Modifiez les entrées ci-dessous en remplaçant partout « in this photo » par « in this image ». Tout le reste doit rester identique.
★ ★ ★
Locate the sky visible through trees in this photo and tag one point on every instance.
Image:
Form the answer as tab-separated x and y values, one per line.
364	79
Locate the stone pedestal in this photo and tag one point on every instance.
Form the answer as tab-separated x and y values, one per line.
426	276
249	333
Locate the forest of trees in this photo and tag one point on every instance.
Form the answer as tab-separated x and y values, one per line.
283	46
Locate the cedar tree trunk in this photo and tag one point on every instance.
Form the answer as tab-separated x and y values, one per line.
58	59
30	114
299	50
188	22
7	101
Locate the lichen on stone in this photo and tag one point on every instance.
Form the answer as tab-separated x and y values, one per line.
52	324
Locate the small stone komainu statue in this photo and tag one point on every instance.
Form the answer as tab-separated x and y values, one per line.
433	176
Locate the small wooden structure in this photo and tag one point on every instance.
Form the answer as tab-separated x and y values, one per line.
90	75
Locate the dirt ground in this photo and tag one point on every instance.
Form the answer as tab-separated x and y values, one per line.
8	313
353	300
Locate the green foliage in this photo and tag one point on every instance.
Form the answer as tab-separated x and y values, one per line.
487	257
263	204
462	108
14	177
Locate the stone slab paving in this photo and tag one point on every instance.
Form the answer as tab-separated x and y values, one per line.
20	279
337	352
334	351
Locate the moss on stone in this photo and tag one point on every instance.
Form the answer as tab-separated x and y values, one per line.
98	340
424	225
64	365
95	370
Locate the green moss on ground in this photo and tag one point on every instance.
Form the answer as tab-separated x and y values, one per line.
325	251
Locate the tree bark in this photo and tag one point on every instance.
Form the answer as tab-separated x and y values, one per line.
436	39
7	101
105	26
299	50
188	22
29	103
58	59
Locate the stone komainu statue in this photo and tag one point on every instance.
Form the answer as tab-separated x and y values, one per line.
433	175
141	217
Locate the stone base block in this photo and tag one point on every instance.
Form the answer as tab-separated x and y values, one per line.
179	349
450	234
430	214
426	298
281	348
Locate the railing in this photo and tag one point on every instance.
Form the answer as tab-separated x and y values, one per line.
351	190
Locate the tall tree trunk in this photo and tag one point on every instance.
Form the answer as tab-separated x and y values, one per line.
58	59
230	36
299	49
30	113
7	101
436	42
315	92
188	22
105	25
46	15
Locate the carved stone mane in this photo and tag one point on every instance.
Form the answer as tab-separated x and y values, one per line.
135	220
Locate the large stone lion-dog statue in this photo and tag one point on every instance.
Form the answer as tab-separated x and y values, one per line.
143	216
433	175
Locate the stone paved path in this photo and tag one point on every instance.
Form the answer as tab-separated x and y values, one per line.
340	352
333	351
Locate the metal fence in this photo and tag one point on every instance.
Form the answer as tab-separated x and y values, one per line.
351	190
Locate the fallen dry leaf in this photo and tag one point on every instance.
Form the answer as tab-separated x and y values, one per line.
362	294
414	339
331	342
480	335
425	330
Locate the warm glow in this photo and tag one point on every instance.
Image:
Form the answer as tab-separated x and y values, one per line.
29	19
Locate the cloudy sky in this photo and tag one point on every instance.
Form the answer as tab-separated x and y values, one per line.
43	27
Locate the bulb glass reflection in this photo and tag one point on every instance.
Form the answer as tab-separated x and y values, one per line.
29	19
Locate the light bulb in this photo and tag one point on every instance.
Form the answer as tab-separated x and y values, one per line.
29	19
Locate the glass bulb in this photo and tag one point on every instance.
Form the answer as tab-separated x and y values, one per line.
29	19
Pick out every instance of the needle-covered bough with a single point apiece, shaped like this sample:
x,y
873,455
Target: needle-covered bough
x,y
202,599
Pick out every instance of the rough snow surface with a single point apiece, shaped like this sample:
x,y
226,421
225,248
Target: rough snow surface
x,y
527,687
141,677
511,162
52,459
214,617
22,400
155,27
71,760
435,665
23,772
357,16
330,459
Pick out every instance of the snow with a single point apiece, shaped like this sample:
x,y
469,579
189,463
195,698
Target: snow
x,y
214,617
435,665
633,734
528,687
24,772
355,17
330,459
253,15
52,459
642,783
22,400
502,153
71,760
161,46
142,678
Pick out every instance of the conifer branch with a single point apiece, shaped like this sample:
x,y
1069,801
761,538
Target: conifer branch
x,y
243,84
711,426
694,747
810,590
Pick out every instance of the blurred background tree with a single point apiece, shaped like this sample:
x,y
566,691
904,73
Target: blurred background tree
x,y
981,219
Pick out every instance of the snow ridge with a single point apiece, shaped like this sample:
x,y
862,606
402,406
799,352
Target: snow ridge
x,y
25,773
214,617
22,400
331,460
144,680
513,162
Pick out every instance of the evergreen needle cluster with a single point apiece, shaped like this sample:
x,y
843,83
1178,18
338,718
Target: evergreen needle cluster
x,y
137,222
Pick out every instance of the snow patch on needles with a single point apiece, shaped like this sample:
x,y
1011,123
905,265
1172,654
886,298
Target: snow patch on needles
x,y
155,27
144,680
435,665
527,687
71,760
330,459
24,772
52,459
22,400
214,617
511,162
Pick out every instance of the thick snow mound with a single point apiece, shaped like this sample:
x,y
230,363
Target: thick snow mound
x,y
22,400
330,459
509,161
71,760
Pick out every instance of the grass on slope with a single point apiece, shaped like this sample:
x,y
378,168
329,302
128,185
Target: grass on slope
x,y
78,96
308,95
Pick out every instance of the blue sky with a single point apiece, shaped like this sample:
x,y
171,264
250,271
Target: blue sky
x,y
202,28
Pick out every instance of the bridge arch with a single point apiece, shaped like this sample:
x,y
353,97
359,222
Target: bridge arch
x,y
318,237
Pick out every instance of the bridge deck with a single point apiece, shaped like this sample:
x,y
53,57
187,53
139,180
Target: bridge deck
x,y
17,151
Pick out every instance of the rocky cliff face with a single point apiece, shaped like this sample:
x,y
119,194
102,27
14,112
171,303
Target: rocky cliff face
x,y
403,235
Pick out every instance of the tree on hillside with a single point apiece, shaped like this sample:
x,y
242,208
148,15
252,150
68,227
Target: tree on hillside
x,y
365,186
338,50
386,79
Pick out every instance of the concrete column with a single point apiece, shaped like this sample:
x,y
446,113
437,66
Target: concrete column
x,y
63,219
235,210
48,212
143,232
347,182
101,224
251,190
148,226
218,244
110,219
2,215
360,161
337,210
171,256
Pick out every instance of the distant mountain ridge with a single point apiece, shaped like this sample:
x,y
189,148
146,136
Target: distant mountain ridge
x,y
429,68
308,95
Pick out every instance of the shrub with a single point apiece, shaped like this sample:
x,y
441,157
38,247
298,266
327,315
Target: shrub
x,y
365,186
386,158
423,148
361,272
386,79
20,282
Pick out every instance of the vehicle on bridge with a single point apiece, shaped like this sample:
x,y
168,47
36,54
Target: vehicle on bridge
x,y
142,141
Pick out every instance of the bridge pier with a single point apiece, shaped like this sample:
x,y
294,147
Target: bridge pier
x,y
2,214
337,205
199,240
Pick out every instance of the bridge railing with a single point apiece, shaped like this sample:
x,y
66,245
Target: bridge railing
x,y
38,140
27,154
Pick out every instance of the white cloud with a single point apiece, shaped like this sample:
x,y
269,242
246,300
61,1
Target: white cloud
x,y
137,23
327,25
★ ★ ★
▶ _Résultat final_:
Locate the sky visible through trees in this image and tag one point on every instance.
Image:
Form the answer as tab-separated x and y values, one per line.
364	79
Locate the stone pedestal in this image and tag one point on every instance.
Form the answer as tab-separated x and y values, one per line.
426	276
249	333
Locate the forest of trees in this image and tag one point on every instance.
Form the answer as tab-separated x and y values, one per line.
283	46
Locate the cedar tree trunk in this image and tag one point on every instance.
Form the answer as tab-separated x and y values, one per line.
58	59
30	114
299	50
188	22
7	101
Locate the lichen on stone in this image and tag one point on every instance.
Form the answer as tab-separated x and y values, one per line.
52	324
Locate the small stone komainu statue in this image and tag one point on every instance.
Form the answer as tab-separated x and y values, one per line.
433	176
Locate the small wooden structure in this image and tag one point on every instance.
Form the answer as tab-separated x and y values, one per line.
90	75
Locate the dirt ground in this image and tag one point on every instance.
Form the answer as tab-separated x and y values, one per line.
8	313
353	300
Locate the green foliage in this image and tag one point on every instance.
Form the answer as tab-separated x and y values, one per line.
487	257
263	204
462	108
14	177
Locate the stone slab paving in this image and tag one point on every instance.
Form the answer as tab-separated x and y values, one per line.
20	279
337	352
334	351
Locate the moss on stone in this image and tag one point on every instance.
Form the answer as tab-separated x and y values, one per line.
98	340
424	225
64	365
95	370
Locate the green moss on ground in this image and tag one point on every instance.
Form the answer as tab-separated x and y values, one per line.
325	251
Locate the tree bark in this image and tag one point on every instance.
Form the answer as tab-separated x and y values, one per line.
436	39
7	101
105	26
299	50
188	22
29	103
58	59
Locate the stone komainu statue in this image and tag one point on every instance.
Form the answer as tab-separated x and y values, one per line.
433	175
141	217
Locate the stone base block in this image and tag one point on every instance.
Form the answer as tab-separated x and y values, one per line.
179	349
450	234
430	214
426	298
281	348
Locate the railing in this image and tag one point on every instance.
Form the answer as tab-separated x and y values, one per line.
351	190
Locate the tall tree trunk in this image and tag one point on every instance.
Form the answer as tab-separated x and y values, one per line.
58	59
230	36
299	49
30	113
7	101
436	42
315	92
188	22
105	25
46	15
Locate the carved stone mane in this image and tag one point on every instance.
Form the answer as tab-separated x and y values, one per line.
135	220
Locate the large stone lion-dog statue in this image and tag one point on every instance.
Form the answer as tab-separated x and y values, one per line.
143	216
433	175
Locate the stone paved path in this image and tag one point on every instance.
Form the answer as tab-separated x and y values, one per line.
340	352
333	351
Locate the metal fence in this image and tag one point on every instance.
Form the answer as tab-separated x and y values, one per line.
351	190
Locate the fallen dry leaf in this image and tag one point on every instance.
Form the answer as tab-separated x and y values, one per line.
362	294
414	339
331	342
480	335
425	330
Locate the warm glow in this image and tag one point on every instance.
Image:
Form the answer as tab-separated x and y values, one per line.
29	19
Locate the cloudy sky in this image and tag one point on every instance.
Form the answer as tab-separated x and y values, one per line.
43	27
Locate the bulb glass reflection in this image and tag one point on every instance.
Form the answer as tab-separated x and y values, one per line.
29	19
Locate the light bulb in this image and tag one point on every instance.
Form the answer as tab-separated x and y values, one per line.
29	19
Locate the glass bulb in this image and tag one point on every instance.
Form the answer as tab-separated x and y values, one per line.
29	19
Pick out every instance of the needle-covered bough with a single point apiece, shaped like this sample:
x,y
873,455
Target: needle-covered bough
x,y
202,599
Pick out every instance of the rough snow surface with a single point apiece, shaped like this sample:
x,y
226,421
225,248
Target: rough snow surface
x,y
527,687
141,677
511,162
52,459
214,617
22,400
155,27
71,760
435,665
23,772
357,16
330,459
Pick out every instance of the snow with a single point apiece, shaped like this sample:
x,y
469,579
189,463
195,698
Target: snow
x,y
214,617
435,665
633,734
528,687
24,772
355,17
330,459
253,15
52,459
642,783
22,400
502,153
71,760
161,46
142,678
Pick out every instance of the conifer branch with a single point apiece, shaped like this sample:
x,y
1069,801
761,538
Target: conifer branch
x,y
243,84
711,426
694,747
810,590
Pick out every instance of the blurred background tree with a single point apiece, shaped like this sample:
x,y
566,691
904,73
Target: blurred background tree
x,y
981,219
Pick out every instance of the snow ridge with a single point apiece, shaped like this sample:
x,y
862,606
402,406
799,352
Target: snow ridge
x,y
25,773
214,617
22,400
331,460
144,680
513,162
Pick out every instance of the evergreen needle cluster with a single point apiece, shaped like this sample:
x,y
843,83
1178,18
338,718
Target: evergreen needle cluster
x,y
137,222
Pick out every instance of the snow patch on needles with a single point apiece, shaped like this sample:
x,y
1011,123
905,265
1172,654
886,298
Target: snow patch on needles
x,y
155,27
144,680
435,665
527,687
71,760
330,459
24,772
52,459
22,400
214,617
511,162
Pick out every instance of the thick snow mound with a single point apiece, shaped like this sample:
x,y
230,363
Target: thick snow mound
x,y
22,400
330,459
509,161
71,760
Pick out every instance of the grass on slope with a single point apiece, shaped like this sample:
x,y
378,168
329,302
128,185
Target: grass on slope
x,y
78,96
308,95
Pick out every instance of the blue sky with a single point apiece, shaped like this sample:
x,y
171,264
250,271
Target: blue sky
x,y
202,28
Pick out every instance of the bridge arch with a single point apiece, shaped like this sample:
x,y
353,97
359,222
Target: bridge arch
x,y
318,237
Pick out every instance of the bridge deck with a single point apiece, shaped like this sample:
x,y
53,57
187,53
139,180
Target: bridge deck
x,y
17,151
Pick out every instance of the rocky cliff face with a single point apiece, shaped like this sample:
x,y
119,194
102,27
14,112
171,303
Target: rocky cliff face
x,y
403,235
Pick out every instance of the tree on hillside with a single point apiece, shaped like this sample:
x,y
242,208
148,15
252,150
68,227
Target: tree on hillside
x,y
365,186
338,50
386,79
Pick out every instance of the concrete column with a single point apiece, shaped like this sample:
x,y
446,113
437,66
Target: concrete column
x,y
63,219
235,210
48,212
143,232
347,182
101,224
251,190
148,226
218,244
110,219
2,215
360,161
337,210
171,256
Pick out every instance of the distant mountain ridge with a single point apiece, shaped like this sample:
x,y
189,148
146,136
Target: distant mountain ridge
x,y
429,68
308,95
Pick out every instance of the shrub with a single point apiece, shaped like this sample:
x,y
441,157
38,247
298,266
327,315
Target: shrub
x,y
365,186
386,158
423,148
361,272
386,79
20,282
Pick out every instance of the vehicle on bridge with a single point apiece, shaped like this sample:
x,y
168,47
36,54
Target: vehicle on bridge
x,y
142,141
Pick out every instance of the bridge pier with a single point apiece, shaped like this sample:
x,y
294,147
Target: bridge pier
x,y
2,214
337,205
199,240
Pick out every instance of the bridge railing with a single point apiece, shaped like this sample:
x,y
66,245
Target: bridge railing
x,y
38,140
27,154
Pick out every instance of the white cloud with a single point apiece, shaped like this sample:
x,y
269,242
246,300
61,1
Target: white cloud
x,y
137,23
327,25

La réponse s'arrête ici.